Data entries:

- - - - -

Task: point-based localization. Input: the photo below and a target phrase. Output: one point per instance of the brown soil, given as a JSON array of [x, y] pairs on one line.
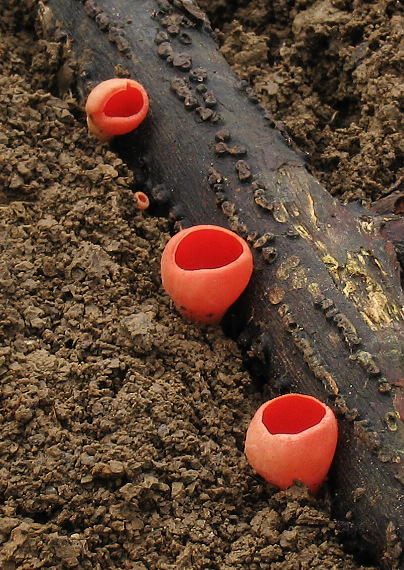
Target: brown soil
[[122, 426], [331, 71]]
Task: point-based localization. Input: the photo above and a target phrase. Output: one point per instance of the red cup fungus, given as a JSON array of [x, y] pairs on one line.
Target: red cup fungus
[[142, 200], [292, 437], [204, 269], [116, 107]]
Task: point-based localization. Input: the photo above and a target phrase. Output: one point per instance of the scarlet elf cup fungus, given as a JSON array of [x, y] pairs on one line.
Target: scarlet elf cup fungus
[[116, 107], [292, 437], [142, 200], [205, 269]]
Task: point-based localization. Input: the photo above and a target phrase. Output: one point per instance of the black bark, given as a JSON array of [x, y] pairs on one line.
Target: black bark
[[324, 308]]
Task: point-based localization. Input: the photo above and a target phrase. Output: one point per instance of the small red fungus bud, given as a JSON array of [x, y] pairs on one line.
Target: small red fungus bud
[[292, 437], [205, 269], [116, 107], [142, 200]]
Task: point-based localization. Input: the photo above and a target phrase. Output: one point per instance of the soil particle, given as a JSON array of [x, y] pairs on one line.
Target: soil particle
[[332, 73], [122, 426]]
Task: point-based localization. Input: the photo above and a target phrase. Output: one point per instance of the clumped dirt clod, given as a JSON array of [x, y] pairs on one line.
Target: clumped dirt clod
[[331, 72], [122, 426]]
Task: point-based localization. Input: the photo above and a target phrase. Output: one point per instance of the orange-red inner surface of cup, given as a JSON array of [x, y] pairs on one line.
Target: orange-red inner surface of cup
[[207, 249], [124, 103], [292, 415]]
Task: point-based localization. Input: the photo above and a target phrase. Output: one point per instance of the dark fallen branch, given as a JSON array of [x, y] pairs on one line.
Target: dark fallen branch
[[324, 308]]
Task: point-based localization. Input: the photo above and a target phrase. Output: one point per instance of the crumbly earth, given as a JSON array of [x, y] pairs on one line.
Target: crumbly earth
[[122, 426], [332, 72]]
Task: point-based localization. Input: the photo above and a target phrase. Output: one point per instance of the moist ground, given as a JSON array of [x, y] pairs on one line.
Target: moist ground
[[122, 426]]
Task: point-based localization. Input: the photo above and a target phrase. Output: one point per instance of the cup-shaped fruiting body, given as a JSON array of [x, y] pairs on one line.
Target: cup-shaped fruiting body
[[292, 437], [116, 107], [142, 200], [204, 269]]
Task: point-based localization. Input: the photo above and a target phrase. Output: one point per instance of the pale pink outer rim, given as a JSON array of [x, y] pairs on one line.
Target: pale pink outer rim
[[283, 458]]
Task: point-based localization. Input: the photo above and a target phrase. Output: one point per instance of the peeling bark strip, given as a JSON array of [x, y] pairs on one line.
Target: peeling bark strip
[[326, 284]]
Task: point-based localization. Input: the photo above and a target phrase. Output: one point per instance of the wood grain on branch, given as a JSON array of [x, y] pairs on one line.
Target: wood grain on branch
[[325, 305]]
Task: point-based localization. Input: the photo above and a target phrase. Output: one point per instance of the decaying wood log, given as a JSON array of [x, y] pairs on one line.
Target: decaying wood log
[[325, 304]]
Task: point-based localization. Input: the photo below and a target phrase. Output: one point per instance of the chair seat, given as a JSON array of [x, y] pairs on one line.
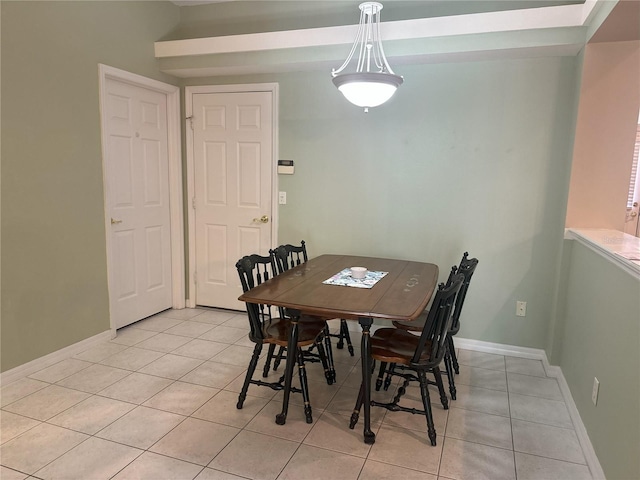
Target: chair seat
[[394, 345], [277, 332], [414, 326]]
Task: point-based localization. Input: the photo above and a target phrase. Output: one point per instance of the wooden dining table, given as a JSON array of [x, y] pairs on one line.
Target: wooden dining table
[[402, 294]]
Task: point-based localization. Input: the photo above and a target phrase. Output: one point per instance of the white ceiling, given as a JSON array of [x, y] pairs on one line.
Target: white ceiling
[[558, 30]]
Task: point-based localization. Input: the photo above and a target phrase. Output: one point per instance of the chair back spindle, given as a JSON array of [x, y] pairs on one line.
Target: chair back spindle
[[437, 324]]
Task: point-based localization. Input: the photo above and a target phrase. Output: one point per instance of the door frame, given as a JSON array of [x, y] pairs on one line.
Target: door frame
[[191, 223], [176, 233]]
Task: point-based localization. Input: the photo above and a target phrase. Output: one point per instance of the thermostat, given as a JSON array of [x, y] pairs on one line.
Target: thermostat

- - - - -

Stated exercise
Rewrite all the records above as a JSON list of strings, with one string for each line and no blank lines. Leave the pictures out.

Response
[
  "Task: point-based localization. Input: the photo below and a target phrase. Output: one point per instance of the brown soil, given as a JSON array of [x, y] pairs on one line.",
  "Target: brown soil",
  "[[122, 426], [331, 71]]",
  "Task: point-based localization. Input: the photo above and a target phrase. Output: one point per instance of the red cup fungus, given as a JSON array of [x, y] pairs on one line.",
  "Target: red cup fungus",
  "[[142, 200], [292, 437], [204, 269], [116, 107]]",
  "Task: point-based localization. Input: the photo above and a target phrase. Output: one point per instance of the scarlet elf cup fungus, given as a JSON array of [x, y] pairs on one line.",
  "Target: scarlet elf cup fungus",
  "[[116, 107], [292, 437], [142, 200], [205, 269]]",
  "Task: point-based localization. Input: the photo above and a target phrase. Output: one point per instance of the black bark, given as a JSON array of [x, y] pairs on one line.",
  "Target: black bark",
  "[[324, 308]]",
  "Task: point-based localization. Input: the photo above and a target phrase. Output: one point per instance of the small red fungus bud, given as a JSON array of [x, y] pairs on one line.",
  "Target: small red fungus bud",
  "[[292, 437], [205, 269], [116, 107], [142, 200]]",
  "Task: point-based localization. Input: the photo above and a target phrase. Output: one point per instance of the soil particle, given as a JSON array of [x, y] pairs on one line.",
  "Target: soil particle",
  "[[332, 73], [122, 426]]",
  "Task: point-based localization. Input: the photo above and a target phrase. Output: one point per instance of the clumped dirt clod, given as a JSON array of [x, y] pairs on one line.",
  "Target: clumped dirt clod",
  "[[331, 72], [122, 426]]",
  "Task: point-based localization. Input: the photo above and a target phrase. Output: one point per instance of the orange-red inner surface of cup, given as a JSON array of [x, y] pairs on one line.",
  "Target: orange-red inner surface of cup",
  "[[207, 249], [124, 103], [292, 415]]",
  "Task: point-based localization. Input: the photo above and a target phrase. Output: one point per instance of the dark fallen branch, given as a JSON array of [x, y] pairs on one line.",
  "Target: dark fallen branch",
  "[[324, 308]]",
  "Task: point-based localization. Input: the photo above and a target phrase. Output: one point per instance of the crumbly earth, given as a JSON array of [x, y] pairs on one line.",
  "Target: crumbly earth",
  "[[122, 426], [332, 72]]",
  "Task: point-based localization. Input: the photo above and a target phrase. Output: one point per instance of the moist ground, given as a JSON array of [x, y] pairs on one line.",
  "Target: moist ground",
  "[[122, 426]]",
  "Task: point-based localization. Input: the photo above and a target phrase. Output: one point per instance of the cup-shaped fruiting body, given as a JSON array of [x, y] pairs on one line.",
  "Target: cup-shaped fruiting body",
  "[[292, 437], [116, 107], [142, 200], [204, 269]]",
  "Task: point-based localization. Input: the photo above and a target phrase. Output: one point per instance of the pale pink outer rim, given as a JSON array of [x, y] pairs on one line.",
  "Target: pale pink outer rim",
  "[[283, 458]]",
  "Task: point-based localization. Input: the photo above and a target phrase. Output: one point per instance of the peeling bark strip, given as a JSON array of [x, y] pairs on one line.",
  "Target: peeling bark strip",
  "[[326, 284]]",
  "Task: point-based localization. Input: the photo above and a target phrase. Output: one point per instance of the wood grain on branch, given as a JSON array of [x, y] pairs on one line.",
  "Target: wood grain on branch",
  "[[325, 305]]",
  "Task: point-based localization. Input: the photo above and a target phrase. Output: one point per instance of the decaying wood log, given as a JSON array of [x, y] pairs on one line.",
  "Target: decaying wood log",
  "[[325, 304]]",
  "Task: point-based localization. Input: the photo below and a target phrase. Output: one point per instance of the chair seat, given as a JSON array of [x, y] pairs on one line.",
  "Target: chair seat",
  "[[394, 345], [277, 332], [414, 326]]",
  "Task: point-based localization. Input: the photo above and a target phrase. Output: one point per instance of the wooden dining table, given as a JSON array of [x, y] pairs on one line.",
  "Target: wooden dining table",
  "[[402, 294]]",
  "Task: point-based localization. Input: the photo above and a target phrase. Output: one point per instance of the white ceiling, given as a JSON array of [x, y] pairs on one line.",
  "Target: white ceiling",
  "[[558, 30]]",
  "Task: point-based localization. Input: the photo above and a target phrase. Output: one point per instance of the chair back spindle, given as a JSON array of [x, y] pairs on one line.",
  "Target: chair back spindle",
  "[[437, 324]]",
  "Task: point-based localization. Input: the photo above and a target phrase. Output: one point per instance of the door frame, given as a JSON array of [x, y] pairs on one line.",
  "Target: door frame",
  "[[191, 223], [176, 233]]",
  "Task: point-based localization. Input: the photo above and a target phrase. Output: one point per instance of the thermostat, given as a JSON array of [x, y] pairs on one line.",
  "Target: thermostat"
]